-- Source text --

== == ==

Legal death occurs when a qualified individual proclaims that additional medical care is no longer suitable for a patient, and that the patient should be declared dead under the law. In order to pronounce a patient legally dead, however, there are specific conditions that must be met. These conditions vary according to each circumstance. This is often due to moral and ethical conflicts in regards to what is considered a legal death.
Many of the cells within the body and brain are still alive for hours after a patient is pronounced dead. A regular death is the total ending of a person's life or the complete stoppage of blood circulation and every vital function of the body. Therefore, a regular death and legal death are not the same.
In situations where a patient has entered into a coma and has no brain activity, a qualified professional can pronounce the patient to be legally dead. When there is no activity in the brain, a patient is declared to be brain dead. Brain death is considered to be a coma that cannot be reversed.
The legal right for a qualified professional to declare a patient brain dead varies by jurisdiction. Declaring a patient brain dead is legal in most of the United States, for example. New Jersey and New York have conditions, however, that must be met before a qualified person can officially make the pronouncement. In these states, the patient's lungs and heart have to completely stop functioning as well before the patient can be pronounced brain dead.
Many people confuse a vegetative state with brain death, but the two states are not the same. A vegetative state occurs when a patient is in a coma due to severe brain damage; there may be some form of awareness, although he or she may still have no noticeable consciousness. When a patient is brain dead, he or she has no activity in the brain at all.
The science of cryonics is also an area where a qualified professional can pronounce a patient legally dead. It involves preserving a person or animal at extremely low temperatures by replacing the body fluids with anti-freeze fluids to keep the body from freezing. Those who support cryonics believe that the person or animal can come back to life in the future and be restored to complete health and free from old age. Cryonics can be lawfully performed after an individual is proclaimed legally dead. Considering that legal death and real death are two different types of death, the supporters of cryonics believe that patients are not really dead when declared legally dead.

== == ==

Dataset entries:
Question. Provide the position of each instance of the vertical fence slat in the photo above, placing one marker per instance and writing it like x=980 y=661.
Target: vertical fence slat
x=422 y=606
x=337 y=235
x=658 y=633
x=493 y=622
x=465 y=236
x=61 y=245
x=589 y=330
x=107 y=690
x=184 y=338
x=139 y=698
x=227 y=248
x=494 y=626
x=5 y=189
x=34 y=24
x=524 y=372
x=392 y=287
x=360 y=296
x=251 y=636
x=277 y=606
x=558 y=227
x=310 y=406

== == ==

-- Work instructions --
**a.** Write out the part of the text on legal death that opens with the words containing "The legal right" and closes with "pronounced brain dead.".
**b.** Using the text on legal death, decide whether each statement agrees with it, answering yes or no and quoting the deciding words: (i) Declaring a patient brain dead is legal in most of the United States. (ii) A patient in a vegetative state may have some form of awareness. (iii) All the cells in the body and brain stop living as soon as a patient is pronounced dead.
This data has no connection to the text on legal death.

-- Task solutions --
**a.**
The legal right for a qualified professional to declare a patient brain dead varies by jurisdiction. Declaring a patient brain dead is legal in most of the United States, for example. New Jersey and New York have conditions, however, that must be met before a qualified person can officially make the pronouncement. In these states, the patient's lungs and heart have to completely stop functioning as well before the patient can be pronounced brain dead.

**b.**
(i) Yes: "Declaring a patient brain dead is legal in most of the United States"
(ii) Yes: "there may be some form of awareness"
(iii) No: "Many of the cells within the body and brain are still alive for hours after a patient is pronounced dead."